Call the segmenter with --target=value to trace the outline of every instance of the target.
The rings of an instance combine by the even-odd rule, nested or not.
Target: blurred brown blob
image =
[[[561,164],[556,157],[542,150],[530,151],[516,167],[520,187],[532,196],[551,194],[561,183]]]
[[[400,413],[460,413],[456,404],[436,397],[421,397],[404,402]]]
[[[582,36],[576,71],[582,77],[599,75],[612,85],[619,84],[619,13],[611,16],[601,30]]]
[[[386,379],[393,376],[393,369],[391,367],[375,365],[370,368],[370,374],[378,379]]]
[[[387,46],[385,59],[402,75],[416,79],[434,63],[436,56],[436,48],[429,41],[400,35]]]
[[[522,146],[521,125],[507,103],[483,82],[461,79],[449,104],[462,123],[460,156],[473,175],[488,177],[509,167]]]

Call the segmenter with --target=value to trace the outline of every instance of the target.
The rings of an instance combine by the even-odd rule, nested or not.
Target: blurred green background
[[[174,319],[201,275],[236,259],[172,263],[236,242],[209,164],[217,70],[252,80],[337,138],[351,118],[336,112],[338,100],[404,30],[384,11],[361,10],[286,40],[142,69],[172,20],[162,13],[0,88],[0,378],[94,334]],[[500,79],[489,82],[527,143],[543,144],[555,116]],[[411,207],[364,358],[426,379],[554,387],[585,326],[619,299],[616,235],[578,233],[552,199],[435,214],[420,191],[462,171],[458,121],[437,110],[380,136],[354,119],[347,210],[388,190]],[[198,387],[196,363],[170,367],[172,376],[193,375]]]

◆ ◆ ◆ ◆

▶ WHAT THE TASK REQUIRES: Convert all of the lines above into a numbered list, leaving out any blank lines.

▶ FINISHED ANSWER:
1. Call the segmenter with --target=value to trace the outline of every instance of the target.
2. The rings of an instance combine by the even-odd rule, nested or not.
3. Target: blurred brown blob
4. image =
5. [[[561,164],[556,157],[542,150],[530,151],[516,167],[520,187],[532,196],[551,194],[561,183]]]
6. [[[400,413],[460,413],[456,404],[436,397],[421,397],[404,402]]]
7. [[[582,36],[576,71],[582,77],[599,75],[612,85],[619,84],[619,13],[611,16],[601,30]]]
8. [[[386,379],[393,376],[393,369],[391,367],[375,365],[370,368],[370,374],[378,379]]]
9. [[[387,46],[385,59],[402,75],[416,79],[434,63],[436,56],[436,48],[429,41],[400,35]]]
10. [[[522,146],[521,125],[507,103],[483,82],[461,79],[449,104],[462,123],[460,156],[473,175],[488,177],[509,167]]]
11. Call the segmenter with --target=value to trace the outline of every instance of the target.
12. The rings of an instance combine by the even-odd rule, nested or not.
13. Target: blurred green background
14. [[[174,319],[201,275],[236,259],[172,263],[236,242],[209,164],[217,70],[252,80],[337,138],[351,118],[336,112],[338,100],[404,30],[384,11],[361,10],[286,40],[142,69],[172,20],[162,13],[0,88],[0,378],[94,334]],[[500,79],[489,82],[527,143],[543,144],[555,116]],[[411,207],[364,358],[426,379],[554,387],[585,326],[619,299],[616,235],[578,233],[552,199],[435,214],[420,191],[462,171],[458,121],[437,110],[380,136],[354,119],[347,210],[388,190]],[[198,387],[196,363],[170,367],[172,376],[193,375]]]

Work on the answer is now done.